*TUJUAN LATIHAN*
Teruskan kutipan teks tentang hubungan sesama guru menurut Kode Etik Guru Indonesia, dimulai sesudah kalimat terakhirnya.

*KUTIPAN TEKS*
----------------------------------------
Dalam hal ini Kode Etik Guru Indonesia menunjukan betapa pentingnya hubungan yang harmonis perlu diciptakan dengan mewujudkan perasaan bersaudara yang mendalam antara sesama anggota profesi. Hubungan sesama anggota profesi dapat dilihat dari dua segi, yakni hubungan formal dan hubungan kekeluargaan.
Hubungan formal ialah hubungan yang perlu dilakukan dalam rangka melakukan tugas kedinasan.Sedangkan hubungan kekeluargaan ialah hubungan persaudaraan yang perlu dilakukan, baik dalam lingkungan kerja maupun dalam hubungan keseluruhan dalam rangka menunjung tercapaianya keberhasilan anggota profesi dalam membawakan misalnya sebagai pendidik bangsa.
  1. Hubungan Guru Berdasarkan Lingkungan Kerja
Berhasil tidaknya suatu sekolah membawa misinya akan banyak bergantung kepada semua manusia yang terlibat di dalamnya. Agar setiap personel sekolah dapat berfungsi sebagaimana mestinya, mutlak harus adanya hubungan yang baik dan harmonis di antara sesama personel di sekolah tersebut. Termasuk orang tua murid dan masyarakat sekitar. Sikap profesional yang perlu ditumbuhkan oleh guru adalah sikap ingin bekerja sama, saling harga menghargai, saling pengertian, dan rasa tanggung jawab. Jika ini sudah bekembang, akan tumbuh rasa senasib sapenanggungan serta menyadari akan kepentingan bersama, tidak mementingkan kepentingan diri sendiri dengan mengorbankan kepentingan orang lain (Hermawan, 1979). Dalam pergaulan, akan terdapat perbedaan-perbedaan pikiran, perasaan, kemauan, sikap, watak, dan lain sebagainya. Sekalipun demikian hubungan tersebut dapat berjalan lancar, tenteram, dan harmonis, jika di antara mereka tumbuh sikap saling pengertian dan tenggang rasa antara satu dengan lainnya. Oleh sebab itu, perlu kelapangan hati untuk memaafkan dan memupuk suasana kekeluargaan yang akrab antara sesama guru dan aparatur di sekolah.
----------------------------------------
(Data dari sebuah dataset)
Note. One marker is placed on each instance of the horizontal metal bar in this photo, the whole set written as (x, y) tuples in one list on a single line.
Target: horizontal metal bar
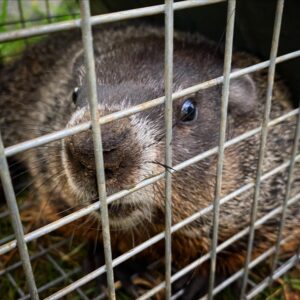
[(221, 247), (62, 272), (92, 207), (47, 138), (154, 240), (293, 261), (240, 273), (100, 19), (15, 285), (33, 257), (54, 282)]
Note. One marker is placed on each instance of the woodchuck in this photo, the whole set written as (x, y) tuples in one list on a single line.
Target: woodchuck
[(46, 90)]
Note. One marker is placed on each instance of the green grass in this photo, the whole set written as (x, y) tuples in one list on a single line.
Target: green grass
[(9, 50)]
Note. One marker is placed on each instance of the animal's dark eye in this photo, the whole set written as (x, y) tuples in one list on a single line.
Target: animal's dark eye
[(188, 111), (75, 94)]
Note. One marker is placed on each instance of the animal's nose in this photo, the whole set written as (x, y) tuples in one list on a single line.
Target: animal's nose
[(81, 149)]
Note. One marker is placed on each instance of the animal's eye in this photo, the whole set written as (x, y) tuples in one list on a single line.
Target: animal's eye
[(75, 94), (188, 111)]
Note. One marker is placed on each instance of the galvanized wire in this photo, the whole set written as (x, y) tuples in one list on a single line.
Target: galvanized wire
[(169, 27), (175, 228), (100, 19), (252, 264), (293, 261), (263, 140), (92, 207), (47, 138), (221, 247), (223, 121), (97, 140), (16, 222), (287, 195)]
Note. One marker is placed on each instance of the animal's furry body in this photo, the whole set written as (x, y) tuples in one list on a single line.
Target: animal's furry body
[(36, 94)]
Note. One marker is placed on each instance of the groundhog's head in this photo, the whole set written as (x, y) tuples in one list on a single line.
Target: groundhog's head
[(134, 146)]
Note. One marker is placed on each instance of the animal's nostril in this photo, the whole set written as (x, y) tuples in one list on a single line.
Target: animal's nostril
[(109, 173)]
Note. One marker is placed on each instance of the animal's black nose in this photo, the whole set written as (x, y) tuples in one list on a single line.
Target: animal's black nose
[(80, 149)]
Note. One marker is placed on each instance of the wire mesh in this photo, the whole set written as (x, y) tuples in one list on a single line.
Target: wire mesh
[(66, 278)]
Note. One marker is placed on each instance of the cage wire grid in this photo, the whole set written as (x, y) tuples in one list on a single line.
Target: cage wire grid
[(21, 239)]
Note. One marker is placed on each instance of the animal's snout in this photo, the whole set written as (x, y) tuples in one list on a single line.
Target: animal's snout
[(80, 149)]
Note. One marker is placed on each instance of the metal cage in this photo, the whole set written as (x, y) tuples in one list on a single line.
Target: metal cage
[(20, 240)]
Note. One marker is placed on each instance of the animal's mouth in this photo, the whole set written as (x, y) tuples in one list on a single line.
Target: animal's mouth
[(120, 210)]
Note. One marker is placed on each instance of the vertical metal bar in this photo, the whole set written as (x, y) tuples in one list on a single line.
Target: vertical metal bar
[(169, 28), (21, 13), (263, 140), (287, 196), (225, 96), (48, 12), (16, 221), (22, 19), (93, 103)]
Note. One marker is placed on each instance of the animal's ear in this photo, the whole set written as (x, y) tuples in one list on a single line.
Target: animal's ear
[(242, 95)]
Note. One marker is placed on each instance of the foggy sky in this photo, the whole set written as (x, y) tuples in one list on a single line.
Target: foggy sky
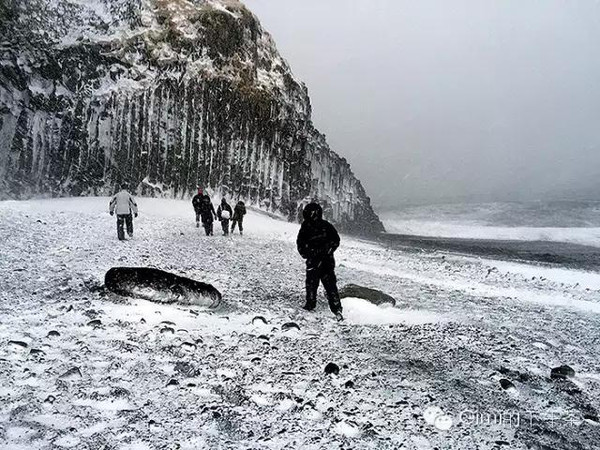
[(437, 100)]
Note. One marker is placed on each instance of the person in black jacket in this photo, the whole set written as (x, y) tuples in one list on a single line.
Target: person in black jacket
[(316, 242), (224, 213), (205, 210), (196, 202), (238, 217)]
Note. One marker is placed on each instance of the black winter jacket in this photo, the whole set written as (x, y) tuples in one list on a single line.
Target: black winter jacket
[(239, 212), (317, 240)]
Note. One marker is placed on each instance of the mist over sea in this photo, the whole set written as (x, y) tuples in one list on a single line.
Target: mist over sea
[(560, 221)]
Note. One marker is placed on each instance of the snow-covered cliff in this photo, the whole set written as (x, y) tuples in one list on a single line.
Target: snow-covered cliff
[(165, 95)]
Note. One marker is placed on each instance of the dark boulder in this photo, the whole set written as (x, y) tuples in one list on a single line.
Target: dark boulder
[(332, 369), (371, 295), (290, 326), (506, 384), (160, 286), (562, 372)]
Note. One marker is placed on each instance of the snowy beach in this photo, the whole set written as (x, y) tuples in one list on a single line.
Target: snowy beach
[(80, 368)]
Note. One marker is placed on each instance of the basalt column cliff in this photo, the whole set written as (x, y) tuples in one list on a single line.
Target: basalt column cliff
[(165, 95)]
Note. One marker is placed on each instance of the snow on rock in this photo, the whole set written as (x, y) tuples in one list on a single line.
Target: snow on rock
[(252, 385), (166, 95)]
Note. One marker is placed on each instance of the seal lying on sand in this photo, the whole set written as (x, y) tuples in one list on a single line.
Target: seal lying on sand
[(160, 286)]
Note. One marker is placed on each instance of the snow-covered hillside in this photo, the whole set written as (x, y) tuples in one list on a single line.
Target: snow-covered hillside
[(166, 95), (468, 340)]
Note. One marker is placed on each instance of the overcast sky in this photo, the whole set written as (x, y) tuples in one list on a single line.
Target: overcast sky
[(437, 100)]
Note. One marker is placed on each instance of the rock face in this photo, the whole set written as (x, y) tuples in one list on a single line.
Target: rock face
[(372, 295), (166, 95)]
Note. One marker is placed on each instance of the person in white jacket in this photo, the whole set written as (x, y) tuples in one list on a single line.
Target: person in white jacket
[(125, 206)]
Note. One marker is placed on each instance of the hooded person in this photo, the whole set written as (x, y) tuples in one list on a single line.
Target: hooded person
[(224, 213), (124, 205), (316, 243), (238, 217), (206, 210), (196, 203)]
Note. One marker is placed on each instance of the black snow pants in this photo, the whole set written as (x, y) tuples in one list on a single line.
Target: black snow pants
[(240, 223), (322, 270), (121, 220), (207, 223), (225, 226)]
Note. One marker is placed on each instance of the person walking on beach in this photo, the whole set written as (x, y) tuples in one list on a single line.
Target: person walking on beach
[(316, 243), (207, 213), (124, 205), (224, 213), (196, 203), (238, 217)]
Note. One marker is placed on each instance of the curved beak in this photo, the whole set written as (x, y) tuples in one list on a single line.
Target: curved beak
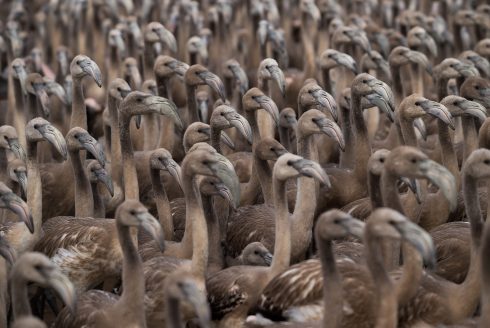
[(225, 138), (420, 239), (269, 106), (166, 107), (174, 169), (240, 78), (93, 147), (312, 169), (91, 68), (22, 178), (278, 76), (167, 38), (332, 130), (63, 286), (325, 100), (106, 179), (474, 109), (14, 203), (17, 149), (419, 124), (439, 111), (6, 251), (268, 257), (241, 124), (21, 75), (442, 178), (214, 82), (55, 138), (153, 227)]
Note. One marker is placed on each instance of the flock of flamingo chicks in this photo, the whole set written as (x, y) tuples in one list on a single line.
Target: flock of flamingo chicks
[(228, 163)]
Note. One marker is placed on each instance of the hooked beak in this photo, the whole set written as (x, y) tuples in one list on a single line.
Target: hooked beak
[(106, 179), (269, 106), (55, 138), (442, 178), (419, 124), (174, 169), (92, 146), (278, 76), (332, 130), (214, 82), (65, 289), (153, 227), (420, 239), (439, 111), (18, 206), (166, 107), (167, 38), (6, 251), (325, 100), (17, 149), (225, 138), (91, 68), (312, 169), (241, 124)]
----------------------------------------
*JAWABAN*
  1. Hubungan Guru Berdasarkan Lingkungan  Keseluruhan
Kita ambil contoh profesi kedokteran, maka dalam sumpah dokter yang diucapkan pada upacara pelantikan dokter baru, antara lain terdapat kalimat yang menyatakan bahwa setiap dokter akan memperlakukan teman sejawatnya sebagai saudara kandung dimana wajib membantu dalam kesukaran, saling mendorong kemajuan dalam bidang profesinya, dan saling menghormati  hasil-hasil karyanya dan saling memberitahukan penemuan-penemuan baru untuk meningkatkan profilnya. Sebagai saudara, berkewajiban saling mengoreksi dan saling menegur, jika terhadap kesalahan-kesalahan yang dapat merugikan profinya. Meskipun dalam praktiknya besar kemungkinan tidak semua anggota profesi dokter itu melaksanakan apa yang di ucapkan dalam sumpahnya, tetapi setidak-tidaknya sudah ada norma-norma yang mengatur dan mengawasi penampilan profesi itu. Dalam hal ini kita harus mengakui dengan jujur bahwa sejauh ini profesi keguruan masih memerlukan pembinaan yang sungguh-sungguh. Rasa persaudaraan seperti tersebut, bagi kita masih perlu ditumbuhkan sehingga kelak akan dapat kita lihat bahwa hubungan guru dengan teman sejawatnya berlangsung seperti halnya dengan profesi kedokteran. Uraian ini dimasudkan sebagian perbandingan untuk dijadikan bahan dalam meningkatkan hubungan guru sebagai anggota profesi keguruan dalam hubungan keseluruhan.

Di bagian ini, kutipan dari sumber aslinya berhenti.